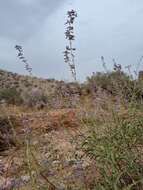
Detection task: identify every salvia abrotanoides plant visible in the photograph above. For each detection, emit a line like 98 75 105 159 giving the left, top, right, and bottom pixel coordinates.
63 10 77 81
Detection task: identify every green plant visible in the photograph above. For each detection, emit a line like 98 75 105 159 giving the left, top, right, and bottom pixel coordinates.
0 88 22 105
86 71 143 105
82 110 143 189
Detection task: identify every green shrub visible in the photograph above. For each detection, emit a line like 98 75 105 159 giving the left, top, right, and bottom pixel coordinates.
0 88 22 105
86 71 130 93
86 71 143 104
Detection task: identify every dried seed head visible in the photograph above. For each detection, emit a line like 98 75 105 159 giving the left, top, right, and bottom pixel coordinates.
63 10 77 81
15 45 32 75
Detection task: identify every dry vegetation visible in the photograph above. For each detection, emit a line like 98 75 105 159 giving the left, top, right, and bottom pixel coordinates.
0 67 143 190
0 69 81 109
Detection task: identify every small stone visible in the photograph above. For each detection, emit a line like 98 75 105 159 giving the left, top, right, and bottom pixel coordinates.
21 175 30 183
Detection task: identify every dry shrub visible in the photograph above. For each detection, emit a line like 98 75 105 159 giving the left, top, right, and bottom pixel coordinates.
0 116 18 152
21 87 48 108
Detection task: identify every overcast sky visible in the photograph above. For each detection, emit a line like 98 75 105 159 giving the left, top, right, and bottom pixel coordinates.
0 0 143 81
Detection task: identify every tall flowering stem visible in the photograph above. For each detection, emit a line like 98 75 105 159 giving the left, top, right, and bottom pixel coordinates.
15 45 32 75
64 10 77 81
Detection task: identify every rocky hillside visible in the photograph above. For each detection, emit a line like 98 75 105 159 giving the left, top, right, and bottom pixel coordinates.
0 69 61 95
0 69 81 108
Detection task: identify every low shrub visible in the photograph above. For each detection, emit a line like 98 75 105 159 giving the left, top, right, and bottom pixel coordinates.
85 71 143 104
21 87 48 108
0 116 18 151
0 88 22 105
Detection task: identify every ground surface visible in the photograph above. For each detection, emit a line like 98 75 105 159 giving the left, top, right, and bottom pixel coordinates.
0 108 95 190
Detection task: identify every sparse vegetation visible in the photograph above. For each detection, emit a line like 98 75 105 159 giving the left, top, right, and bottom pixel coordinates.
0 66 143 189
0 8 143 190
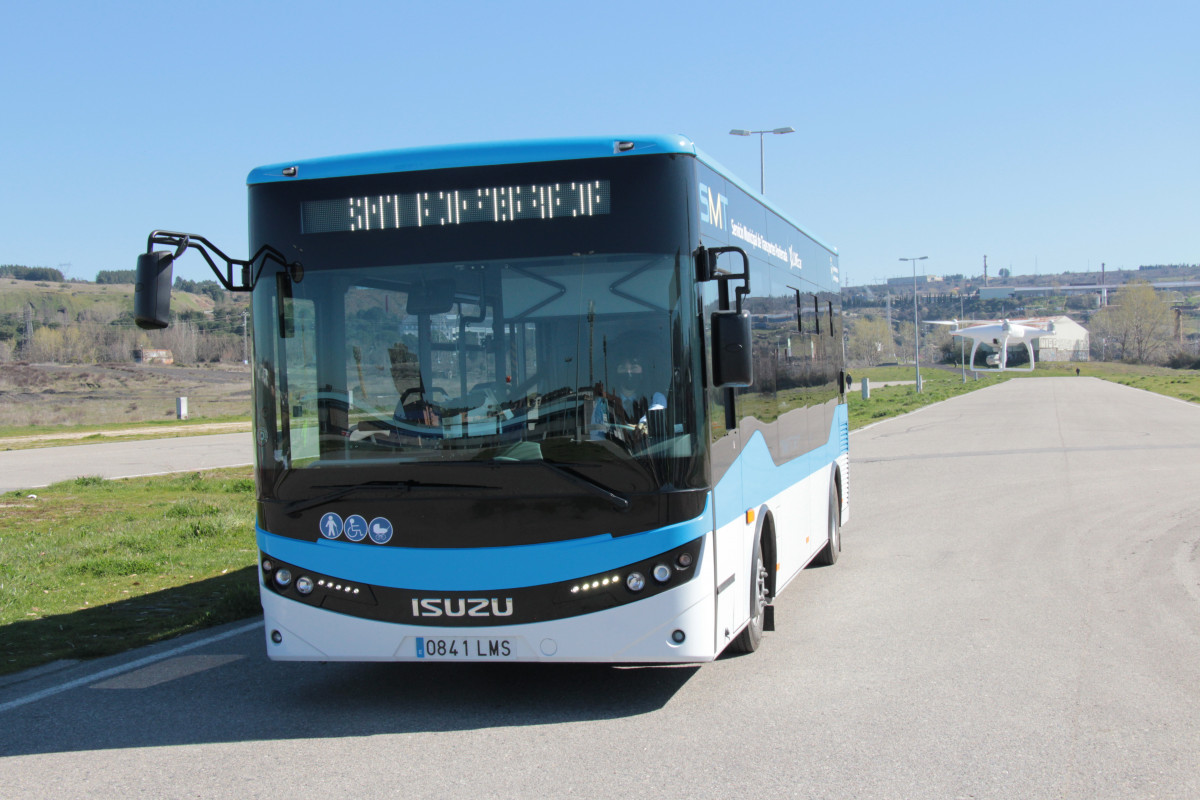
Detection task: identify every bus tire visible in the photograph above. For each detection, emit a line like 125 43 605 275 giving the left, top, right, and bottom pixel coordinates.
813 478 841 567
730 535 769 653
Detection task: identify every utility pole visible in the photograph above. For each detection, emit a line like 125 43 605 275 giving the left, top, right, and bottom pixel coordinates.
960 293 967 382
886 293 895 359
983 255 988 287
900 256 928 394
22 303 34 355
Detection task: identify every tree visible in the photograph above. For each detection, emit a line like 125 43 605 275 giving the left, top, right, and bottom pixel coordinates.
1089 282 1173 363
96 269 137 284
847 315 893 366
0 265 64 282
895 321 916 364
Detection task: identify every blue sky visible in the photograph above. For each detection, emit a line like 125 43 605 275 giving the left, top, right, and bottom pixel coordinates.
2 0 1196 286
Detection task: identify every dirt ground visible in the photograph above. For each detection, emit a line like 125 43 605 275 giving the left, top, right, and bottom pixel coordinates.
0 362 253 430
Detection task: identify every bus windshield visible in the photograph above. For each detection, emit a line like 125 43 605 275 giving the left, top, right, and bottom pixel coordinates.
254 251 705 499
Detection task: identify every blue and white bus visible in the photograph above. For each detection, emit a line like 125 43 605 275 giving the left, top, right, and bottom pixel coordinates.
134 135 849 662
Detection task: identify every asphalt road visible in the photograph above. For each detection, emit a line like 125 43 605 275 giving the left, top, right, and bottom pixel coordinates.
1 377 1197 799
0 432 253 492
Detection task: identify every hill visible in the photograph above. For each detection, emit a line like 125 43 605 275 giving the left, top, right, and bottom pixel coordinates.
0 276 247 364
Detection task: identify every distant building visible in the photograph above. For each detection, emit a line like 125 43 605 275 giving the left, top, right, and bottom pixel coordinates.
887 274 943 290
979 285 1064 300
1032 316 1089 363
133 348 174 365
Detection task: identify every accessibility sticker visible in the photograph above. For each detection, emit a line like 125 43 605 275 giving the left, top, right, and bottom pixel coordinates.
368 517 394 544
343 514 368 542
319 512 343 540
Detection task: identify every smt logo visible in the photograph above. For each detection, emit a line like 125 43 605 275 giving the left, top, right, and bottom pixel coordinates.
699 182 728 231
410 597 515 617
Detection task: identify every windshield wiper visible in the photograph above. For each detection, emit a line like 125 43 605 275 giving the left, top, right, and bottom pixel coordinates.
282 479 499 515
524 461 630 511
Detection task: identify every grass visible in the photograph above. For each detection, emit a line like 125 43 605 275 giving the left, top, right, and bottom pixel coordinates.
1021 361 1200 404
0 413 251 437
0 362 253 431
0 467 260 676
847 366 1011 429
0 415 252 451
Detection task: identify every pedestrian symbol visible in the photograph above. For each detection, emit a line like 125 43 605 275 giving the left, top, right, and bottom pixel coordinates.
319 512 343 540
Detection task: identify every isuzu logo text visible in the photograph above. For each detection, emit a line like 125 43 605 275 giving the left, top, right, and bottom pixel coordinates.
410 597 515 617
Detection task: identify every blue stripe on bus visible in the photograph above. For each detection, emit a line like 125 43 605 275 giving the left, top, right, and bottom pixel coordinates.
712 404 849 529
247 135 698 184
257 498 712 592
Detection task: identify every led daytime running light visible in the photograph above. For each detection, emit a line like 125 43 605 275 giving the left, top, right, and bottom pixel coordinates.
571 574 621 594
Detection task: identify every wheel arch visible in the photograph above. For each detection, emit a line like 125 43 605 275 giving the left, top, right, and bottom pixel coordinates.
832 463 846 527
753 504 779 601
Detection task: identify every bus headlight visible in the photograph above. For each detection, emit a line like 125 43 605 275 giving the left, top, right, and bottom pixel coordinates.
274 568 293 588
295 575 315 595
652 564 672 583
626 572 646 592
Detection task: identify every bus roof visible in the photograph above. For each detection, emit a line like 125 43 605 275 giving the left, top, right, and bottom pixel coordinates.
247 136 697 184
248 135 837 255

What this task involves ::
Give the entries again without a single change, but with no pictures.

Expected answer ::
Detection task: identify every salvia abrotanoides plant visible in the photograph above. For each detection, emit a line like 98 75 105 159 giving the left, top, right, and bottom pixel coordinates.
63 10 77 81
Detection task: identify every green plant visible in the photograph above. For each detection, emit a line like 98 75 105 159 giving the left, top, right, and bottom pixel coordinates.
0 88 22 105
86 71 143 105
82 110 143 189
Detection task: identify every green shrub visible in the photograph above. For each detection, emit a line like 98 75 105 159 giving the left, top, right, and bottom pixel coordinates.
0 88 22 105
86 71 130 93
86 71 143 104
Detection task: identify every dried seed head visible in the photograph above. For each detection, emit a line like 98 75 105 159 giving the left, top, right, and bottom pixel coordinates.
63 10 77 81
15 45 32 75
Detection task: identify every dry vegetation visible in the photograph above. For each detection, emit a line like 98 75 105 159 giving the left, top, right, and bottom pixel coordinates.
0 67 143 190
0 69 81 109
Detection task: identify every small stone visible in the photograph above. For each detection, emit a line like 98 75 105 159 giving the left, top, right, and bottom pixel coordinates.
21 175 30 183
Detection task: identify every dry shrub visible in the photograph above. For each detection, emit a line like 98 75 105 159 giving the left, top, right, and bottom pixel coordinates.
0 116 18 152
21 87 48 108
Detection task: identify every overcast sky visible in the photograph above. For each detection, emit a line like 98 75 105 159 giving the left, top, right, and bottom pixel coordinates.
0 0 143 81
Detection task: identify every tall flowering stem visible in the photograph above. For each detection, emit a line like 98 75 105 159 giving the left, top, right, and bottom pixel coordinates.
15 45 32 75
64 10 77 81
Detection task: identify every rocky hillside visible in the photograph above. For each detection, emit a line like 98 75 105 159 giving the left, top, right, and bottom pixel coordinates.
0 69 61 95
0 69 81 108
Detection task: identify every low shrub visible in the photograph above. For each detection, emit a line like 98 75 105 159 giving the left, top, right, and bottom pixel coordinates.
85 71 143 104
21 87 48 108
0 116 18 151
0 88 22 105
Detection task: identify every ground surface visible in the photograph above. For each detection, emit a line like 98 75 105 159 giving the left, top, right, and bottom pixel coordinates.
0 108 95 190
Detection task: identify every sparse vegetation visible in the photograph above. For each detection, emit a line like 98 75 105 159 giving the left, top, right, and bottom pixel coordinates.
0 66 143 189
0 8 143 190
Detection task: identify every bus tire visible in the photograph above. For each detection, emit a line like 125 43 605 275 giving the left, top, right, and bottom pixel coordinates.
813 478 841 567
730 535 769 653
Detection task: identify every utility pole visible in the photograph above. For each detection, emit a line like 125 43 605 275 giving the left, top, right, and bottom pixel coordinates.
960 293 967 382
886 293 895 359
983 255 988 287
900 256 928 394
22 303 34 355
Detection task: identify every tree visible in the photograph above. For each detection, emit a line like 125 43 605 275 giving the left, top, right, and bottom pixel coordinates.
1089 282 1173 363
96 269 137 284
847 315 893 366
0 265 64 282
895 321 916 364
Detection task: identify every blue sky visible in the photograph above. For each detection, emit a line like 125 43 605 275 giving the left, top, right, and bottom pixel coordinates.
2 0 1196 286
Detection task: identify every dirt ground visible in the photograph above. For each detection, emit a line like 125 43 605 275 giving the left, top, right, and bottom pixel coordinates.
0 362 253 430
Detection task: identify every bus windshield visible in the photograph above. For each detection, emit a line like 125 43 605 275 giving the left, top, right, and bottom pixel coordinates.
254 251 705 499
Detection task: identify every blue and white bus visible in the photograph above. For each detection, emit a line like 125 43 605 275 giving the left, top, right, and bottom pixel coordinates.
134 135 849 662
Detection task: identify every asphalt road visible in the photograph above. For each detection, emit a line like 125 43 605 275 giving the left, top, right, and bottom pixel coordinates.
1 377 1197 799
0 432 253 492
Detection task: identify every hill visible in the photograph above. For each detection, emit a line like 125 43 605 275 giving the left, top, right, and bottom pixel coordinates.
0 276 247 364
Detection task: identify every distant building visible in the photograph above. For each detection, emit a line like 125 43 605 275 giving the left, top, right, and bottom pixel coordinates.
887 274 943 290
979 285 1064 300
1032 316 1089 363
133 348 174 365
Detection task: identify every accessibility sticker visible in the photograph above. For each detection, emit a line like 125 43 605 275 giving the left, top, right, and bottom pixel coordinates.
368 517 394 544
343 514 368 542
319 512 343 540
Detection task: identify every smt logo visible in the photograph above. For each detection, emit a line like 125 43 605 275 giving the left, top, right, and bottom pixel coordinates.
699 182 728 231
410 597 515 617
Detection task: identify every windshield wiper visible in the photograph above. For each detection, emit a line like 125 43 605 275 giving the left, top, right, and bottom pixel coordinates.
282 479 499 515
524 461 630 511
Detection task: identify every grass visible in the photograph above. For each detection, emit a line like 125 43 605 275 giving the left, top, right, and bottom pixel coordinates.
1021 361 1200 404
0 413 251 437
0 362 253 431
0 467 260 676
847 366 1011 429
0 415 252 451
Detection task: identify every pedestrian symbol visible in the photograph above. For each detection, emit a line like 125 43 605 275 giving the left, top, right, and bottom pixel coordinates.
319 512 343 540
Detection task: identify every isuzu logo text visible in the photograph above. For each detection, emit a line like 125 43 605 275 giving the left, top, right, and bottom pixel coordinates.
410 597 515 617
Detection task: identify every blue stripe on bus visible in the photograph above. For each detection, emit a line like 125 43 605 275 giving the left, top, right, and bottom pixel coordinates.
712 404 849 529
247 135 698 184
257 498 712 592
Detection task: identify every led daytime running light visible in the photograph above. For each detection, emit a line like 125 43 605 275 giving the left, top, right, and bottom pixel coordinates.
571 574 621 594
Detection task: identify every wheel arch visible in the photograph above. For each detection, emit a line like 125 43 605 275 giving the left, top, right, and bottom pixel coordinates.
832 463 846 527
753 504 779 601
Detection task: identify every bus headlight visible in the photograph above. For each detection, emit a line like 125 43 605 275 giving the left, top, right, and bottom pixel coordinates.
274 568 293 588
295 575 315 595
652 564 672 583
626 572 646 592
Detection task: identify every bus roof visible in the photograph above. For each detection, emit a line like 125 43 605 275 giving the left, top, right, and bottom pixel coordinates.
247 136 697 184
248 135 837 255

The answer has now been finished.